* _SOURCE MATERIAL_:

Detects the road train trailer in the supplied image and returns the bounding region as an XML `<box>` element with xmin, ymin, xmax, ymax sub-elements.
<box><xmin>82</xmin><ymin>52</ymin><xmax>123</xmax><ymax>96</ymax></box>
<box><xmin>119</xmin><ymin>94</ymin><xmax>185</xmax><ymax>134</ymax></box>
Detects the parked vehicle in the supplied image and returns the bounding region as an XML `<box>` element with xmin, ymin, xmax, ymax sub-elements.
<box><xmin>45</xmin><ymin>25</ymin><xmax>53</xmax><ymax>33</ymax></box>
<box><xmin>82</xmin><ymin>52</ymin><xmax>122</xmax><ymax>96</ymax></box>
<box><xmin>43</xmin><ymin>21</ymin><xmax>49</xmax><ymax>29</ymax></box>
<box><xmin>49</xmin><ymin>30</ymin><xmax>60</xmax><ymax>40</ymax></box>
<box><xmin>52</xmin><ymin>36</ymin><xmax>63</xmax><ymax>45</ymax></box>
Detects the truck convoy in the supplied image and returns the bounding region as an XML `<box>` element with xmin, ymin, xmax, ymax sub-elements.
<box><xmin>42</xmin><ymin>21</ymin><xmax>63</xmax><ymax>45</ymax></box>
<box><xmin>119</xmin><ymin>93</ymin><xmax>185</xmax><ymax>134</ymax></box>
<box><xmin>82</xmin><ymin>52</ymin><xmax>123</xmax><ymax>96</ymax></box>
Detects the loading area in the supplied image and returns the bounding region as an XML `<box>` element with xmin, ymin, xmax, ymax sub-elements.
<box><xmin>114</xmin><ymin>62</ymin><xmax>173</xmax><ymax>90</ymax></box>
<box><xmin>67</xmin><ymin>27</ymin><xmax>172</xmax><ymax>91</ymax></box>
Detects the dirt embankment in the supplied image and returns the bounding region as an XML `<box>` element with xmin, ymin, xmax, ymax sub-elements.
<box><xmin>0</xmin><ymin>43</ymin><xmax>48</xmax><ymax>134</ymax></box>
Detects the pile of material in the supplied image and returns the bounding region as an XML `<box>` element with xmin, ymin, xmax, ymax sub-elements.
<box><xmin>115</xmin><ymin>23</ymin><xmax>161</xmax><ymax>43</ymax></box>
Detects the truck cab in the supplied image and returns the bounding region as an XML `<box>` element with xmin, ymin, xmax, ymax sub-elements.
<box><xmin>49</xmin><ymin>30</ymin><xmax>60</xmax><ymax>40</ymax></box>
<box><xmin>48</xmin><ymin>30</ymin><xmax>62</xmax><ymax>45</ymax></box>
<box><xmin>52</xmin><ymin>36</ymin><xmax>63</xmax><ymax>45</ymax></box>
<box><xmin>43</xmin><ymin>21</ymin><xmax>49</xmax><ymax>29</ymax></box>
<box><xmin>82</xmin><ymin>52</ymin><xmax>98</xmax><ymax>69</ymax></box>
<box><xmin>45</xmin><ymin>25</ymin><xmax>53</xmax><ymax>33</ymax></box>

* _PROBLEM TO SOLVE_: Transcribe all of the entries without alteration.

* _RESPONSE TO THE TASK_:
Detects the road train trailer in the supplied image and returns the bounding region as an XML `<box>` element with xmin, ymin, xmax, ymax sub-elements.
<box><xmin>82</xmin><ymin>52</ymin><xmax>123</xmax><ymax>96</ymax></box>
<box><xmin>119</xmin><ymin>94</ymin><xmax>185</xmax><ymax>134</ymax></box>
Detects the parked vehicle in the supplied image and returns the bounding region as an XML `<box>` element with xmin, ymin, xmax, ymax sub-elements.
<box><xmin>45</xmin><ymin>25</ymin><xmax>53</xmax><ymax>33</ymax></box>
<box><xmin>82</xmin><ymin>52</ymin><xmax>122</xmax><ymax>96</ymax></box>
<box><xmin>43</xmin><ymin>21</ymin><xmax>49</xmax><ymax>29</ymax></box>
<box><xmin>49</xmin><ymin>30</ymin><xmax>60</xmax><ymax>40</ymax></box>
<box><xmin>52</xmin><ymin>36</ymin><xmax>63</xmax><ymax>45</ymax></box>
Detects the truck convoy in the supplied image and returns the bounding region as an XML `<box>` element with xmin, ymin, xmax, ymax sub-elements.
<box><xmin>42</xmin><ymin>21</ymin><xmax>63</xmax><ymax>45</ymax></box>
<box><xmin>119</xmin><ymin>93</ymin><xmax>185</xmax><ymax>134</ymax></box>
<box><xmin>82</xmin><ymin>52</ymin><xmax>123</xmax><ymax>96</ymax></box>
Detects the loading area in the supplied image and returns the bounding region as an XML `<box>` element with xmin, ymin, xmax, ymax sub-elements.
<box><xmin>114</xmin><ymin>62</ymin><xmax>173</xmax><ymax>90</ymax></box>
<box><xmin>67</xmin><ymin>27</ymin><xmax>172</xmax><ymax>91</ymax></box>
Detects the dirt embankment in the supplied image and returns the bounding region as an XML `<box>` element with xmin, ymin, xmax, ymax sub-elements.
<box><xmin>0</xmin><ymin>43</ymin><xmax>48</xmax><ymax>134</ymax></box>
Detects the pile of material in the supplied image and returns the bounding region as an XML `<box>` element with xmin, ymin, xmax, ymax sub-elements.
<box><xmin>115</xmin><ymin>23</ymin><xmax>161</xmax><ymax>43</ymax></box>
Detects the truck cab in the supplied image and returns the bounding region as an XML `<box>` element with xmin, ymin, xmax, ymax sub-elements.
<box><xmin>49</xmin><ymin>30</ymin><xmax>60</xmax><ymax>40</ymax></box>
<box><xmin>48</xmin><ymin>30</ymin><xmax>62</xmax><ymax>45</ymax></box>
<box><xmin>52</xmin><ymin>36</ymin><xmax>63</xmax><ymax>45</ymax></box>
<box><xmin>43</xmin><ymin>21</ymin><xmax>49</xmax><ymax>29</ymax></box>
<box><xmin>82</xmin><ymin>52</ymin><xmax>98</xmax><ymax>69</ymax></box>
<box><xmin>45</xmin><ymin>25</ymin><xmax>53</xmax><ymax>33</ymax></box>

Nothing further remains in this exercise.